Eulogius Schneider's ehemaligen Professors in Bonn etc. Schicksale in Frankreich.
von Christoph Friedrich Cotta
22.
Was Schneider oben öffentlich versprochen hatte, seine beiden Gegner, Ungerer und Studer, den Musikhändler vor Gerichte zu nehmen. Ich will ihm die Sache abermal selbst erzählen lassen.
Am verflossenen Donnerstag (vor dem 25sten Junius 1793) erschienen die Mitglieder des Ausschusses der achten Sektion, welche den Schluß unterzeichnet hatten, vor dem Friedensrichter Schöll. Ich beschränkte mich in meinem Vortrage darauf, zu begehren, daß die Unterschriebene vor Gerichte erklären möchten, daß sie sich geirrt haben, daß sie mich für einen guten Bürger und rechtschaffenen Volksbeamten ansehen, und daß sie diese Erklärung den übrigen Sektionen mittheilen wollten. »Meine Absicht, sagte ich, ist nicht Rache, ich will gern Alles vergessen, und dann meinen Mitbürgern brüderlich die Hand reichen. Mein Betragen wird sie überzeugen, daß sie mir Unrecht thaten.« Zwei von dem Ausschusse, die Bürger J. H. Lange und Reichard nahmen den Antrag brüderlich an, und bewiesen dadurch ihre Liebe zur Eintracht und zum Frieden. Ihr Zeugnis ist mir um so theurer, weil ich nie Ursache hatte, sie für bösartige Männer zu halten, und weil sie offenbar nur die Werkzeuge der Intriguanten waren. Die Uebrigen, besonders Wehrlen, der Präsident krümmten sich, und gaben zur Antwort, sie haben den Schluß nicht allein gefaßt, sie haben ihn nur im Namen der achten Sektion unterschrieben. Wenn die Sektion ihn zurücknehmen würde, so wäre es ihnen auch recht. Da ich ihnen bemerkte, daß sie mit ihrem eignen Kopfe und nicht mit dem Kopfe der achten Sektion dächten, so brachten sie allerhand Vorwürfe, vor, die weder Hände noch Füße hatten. Einer sagte, ich hätte über die Municipalität gescholten, und das beweise, daß ich von den Feinden bezahlt sey. Ein andrer bemerkte, ich sey bei einem Friedensrichter angeklagt, ich soll mich erst rechtfertigen. Ein paar Jünglinge wollten mit einem Eide betheuren, ich hätte im Monate September hier im Klubb gesagt, in Strasburg würde keine Ruhe werden, wenn nicht ein 2ter Septembertag dazu käme. – Was war da zu machen? Ich erbot mich vergeblich, auf jeden Punkt zu antworten, sobald nur ein Kläger wider mich auftreten würde. Was den 2ten September betrift, so wissen meine Leser und Zuhörer, wie ich von diesem unglücklichen Vorfall dachte. Man lese meinen Argos vom September[1].

### Gestellte Aufgabe A
Schreib aus dem Text über Eulogius Schneider alles von „von Christoph Friedrich“ bis hinunter zu „selbst erzählen lassen.“ wortgetreu ab.
### Gestellte Aufgabe B
Gib jede Zeile der Einträge an, in der die Zeichenfolge „dock“ vorkommt, wobei Groß- und Kleinschreibung zu beachten ist.
Der Text und die Einträge haben inhaltlich nichts miteinander zu tun.

### Vorliegende Einträge

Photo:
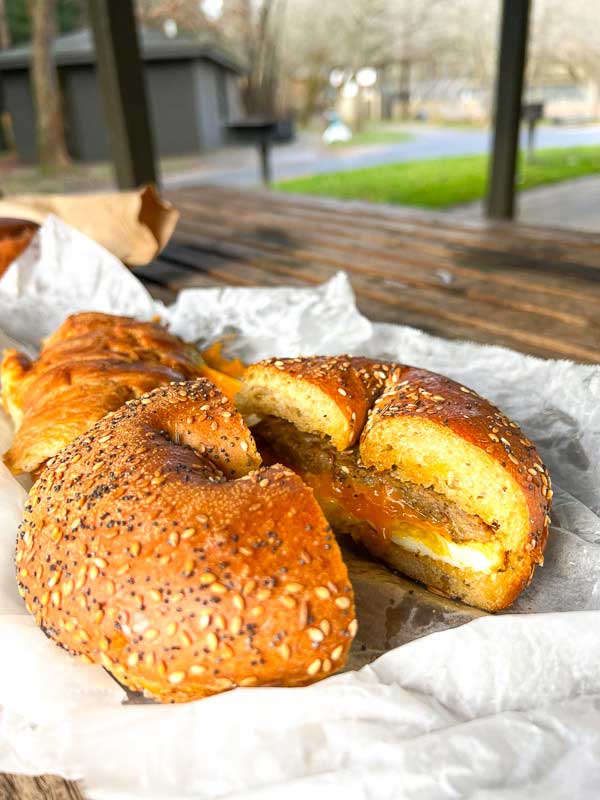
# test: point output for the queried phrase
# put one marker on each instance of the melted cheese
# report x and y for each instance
(391, 520)
(478, 556)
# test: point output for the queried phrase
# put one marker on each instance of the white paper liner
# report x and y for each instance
(501, 707)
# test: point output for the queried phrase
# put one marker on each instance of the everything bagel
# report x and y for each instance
(427, 474)
(154, 545)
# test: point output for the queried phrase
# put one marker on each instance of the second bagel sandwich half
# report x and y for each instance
(425, 473)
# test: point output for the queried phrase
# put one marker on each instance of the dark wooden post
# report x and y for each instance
(509, 88)
(121, 77)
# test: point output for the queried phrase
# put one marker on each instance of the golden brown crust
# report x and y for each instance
(89, 366)
(351, 383)
(449, 416)
(412, 392)
(152, 546)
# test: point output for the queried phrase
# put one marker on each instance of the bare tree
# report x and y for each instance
(52, 151)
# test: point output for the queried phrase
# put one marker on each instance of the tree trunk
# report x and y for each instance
(4, 31)
(405, 68)
(52, 150)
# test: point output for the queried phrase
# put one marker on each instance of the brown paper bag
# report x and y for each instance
(135, 226)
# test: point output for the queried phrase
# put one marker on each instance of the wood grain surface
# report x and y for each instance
(536, 290)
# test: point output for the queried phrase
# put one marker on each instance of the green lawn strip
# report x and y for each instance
(443, 182)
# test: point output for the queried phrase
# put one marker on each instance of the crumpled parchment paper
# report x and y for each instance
(504, 706)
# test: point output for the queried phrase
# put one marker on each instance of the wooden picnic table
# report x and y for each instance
(533, 289)
(536, 290)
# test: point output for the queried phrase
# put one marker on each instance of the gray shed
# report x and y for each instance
(193, 88)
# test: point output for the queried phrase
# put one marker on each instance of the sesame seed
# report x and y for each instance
(188, 567)
(342, 602)
(315, 634)
(54, 579)
(314, 667)
(203, 620)
(284, 651)
(337, 652)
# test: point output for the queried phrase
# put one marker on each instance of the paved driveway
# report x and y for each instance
(239, 166)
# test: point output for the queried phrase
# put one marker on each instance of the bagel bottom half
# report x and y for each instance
(427, 474)
(155, 546)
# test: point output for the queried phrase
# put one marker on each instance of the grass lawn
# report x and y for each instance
(443, 182)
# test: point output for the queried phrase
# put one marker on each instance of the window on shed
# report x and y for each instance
(222, 94)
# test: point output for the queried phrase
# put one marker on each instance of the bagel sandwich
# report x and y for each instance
(155, 545)
(426, 474)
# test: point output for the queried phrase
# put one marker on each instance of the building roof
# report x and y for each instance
(78, 48)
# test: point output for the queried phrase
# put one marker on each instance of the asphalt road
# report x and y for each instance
(239, 166)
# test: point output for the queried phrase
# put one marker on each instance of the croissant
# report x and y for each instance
(92, 364)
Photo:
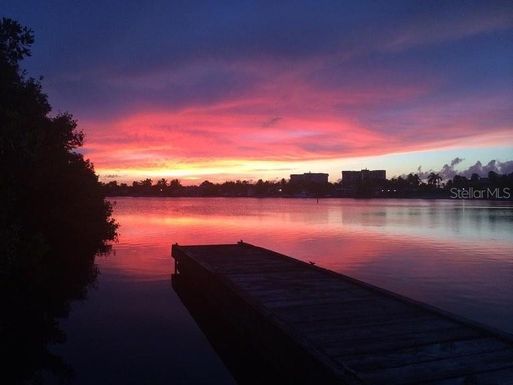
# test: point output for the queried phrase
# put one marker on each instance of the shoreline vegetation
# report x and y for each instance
(492, 187)
(54, 219)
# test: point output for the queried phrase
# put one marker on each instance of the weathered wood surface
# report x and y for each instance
(359, 334)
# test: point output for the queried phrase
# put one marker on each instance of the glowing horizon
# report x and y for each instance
(242, 91)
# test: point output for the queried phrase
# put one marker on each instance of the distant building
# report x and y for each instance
(309, 177)
(353, 178)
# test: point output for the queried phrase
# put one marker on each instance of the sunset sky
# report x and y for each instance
(246, 90)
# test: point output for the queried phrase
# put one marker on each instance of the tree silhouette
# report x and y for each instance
(53, 216)
(434, 179)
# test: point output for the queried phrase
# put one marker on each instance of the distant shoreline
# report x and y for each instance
(448, 198)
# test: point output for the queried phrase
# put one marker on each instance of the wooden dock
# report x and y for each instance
(316, 326)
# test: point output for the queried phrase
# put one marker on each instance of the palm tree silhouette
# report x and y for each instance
(434, 179)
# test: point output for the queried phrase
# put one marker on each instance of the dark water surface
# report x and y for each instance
(133, 329)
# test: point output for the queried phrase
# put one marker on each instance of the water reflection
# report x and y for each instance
(32, 306)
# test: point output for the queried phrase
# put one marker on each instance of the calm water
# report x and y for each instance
(133, 329)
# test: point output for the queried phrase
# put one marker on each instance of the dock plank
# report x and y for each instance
(331, 328)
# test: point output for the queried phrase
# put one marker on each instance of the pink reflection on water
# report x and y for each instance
(450, 253)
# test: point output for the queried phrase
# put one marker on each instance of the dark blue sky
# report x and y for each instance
(178, 85)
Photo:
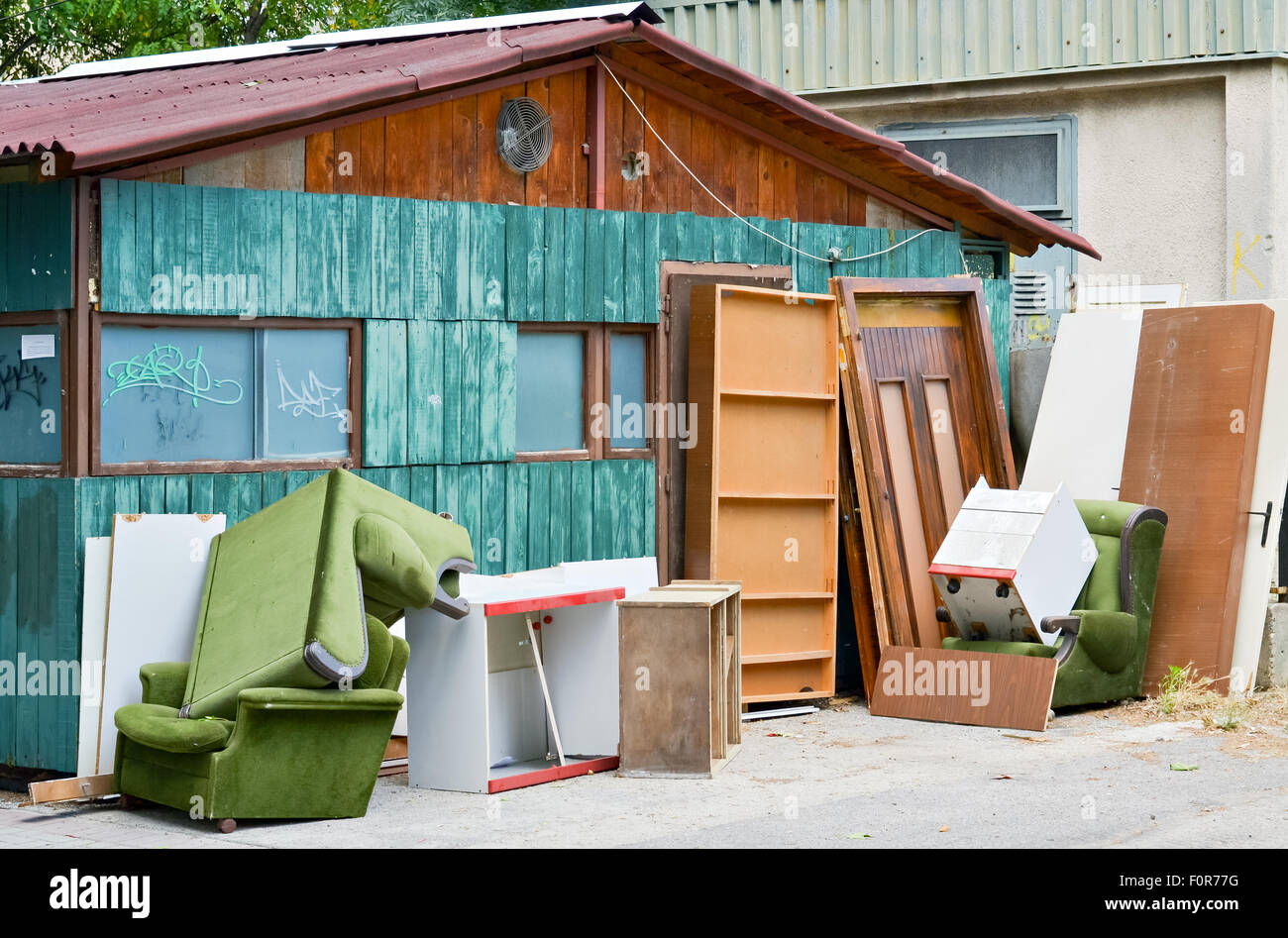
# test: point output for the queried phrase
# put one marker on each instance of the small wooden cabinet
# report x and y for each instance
(681, 680)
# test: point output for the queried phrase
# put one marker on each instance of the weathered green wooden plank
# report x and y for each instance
(375, 392)
(395, 393)
(516, 235)
(421, 480)
(535, 221)
(471, 392)
(424, 390)
(539, 515)
(454, 341)
(489, 392)
(447, 489)
(296, 478)
(575, 263)
(489, 544)
(176, 493)
(125, 496)
(250, 495)
(460, 279)
(634, 269)
(471, 504)
(357, 261)
(490, 260)
(561, 496)
(201, 493)
(441, 226)
(592, 298)
(9, 573)
(516, 517)
(153, 493)
(506, 376)
(420, 291)
(614, 261)
(553, 261)
(271, 487)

### Vollständige Antwort A
von Christoph Friedrich Cotta
22.
Was Schneider oben öffentlich versprochen hatte, seine beiden Gegner, Ungerer und Studer, den Musikhändler vor Gerichte zu nehmen. Ich will ihm die Sache abermal selbst erzählen lassen.

### Vollständige Antwort B
# put one marker on each instance of the wooden dock
# put one marker on each instance of the dock plank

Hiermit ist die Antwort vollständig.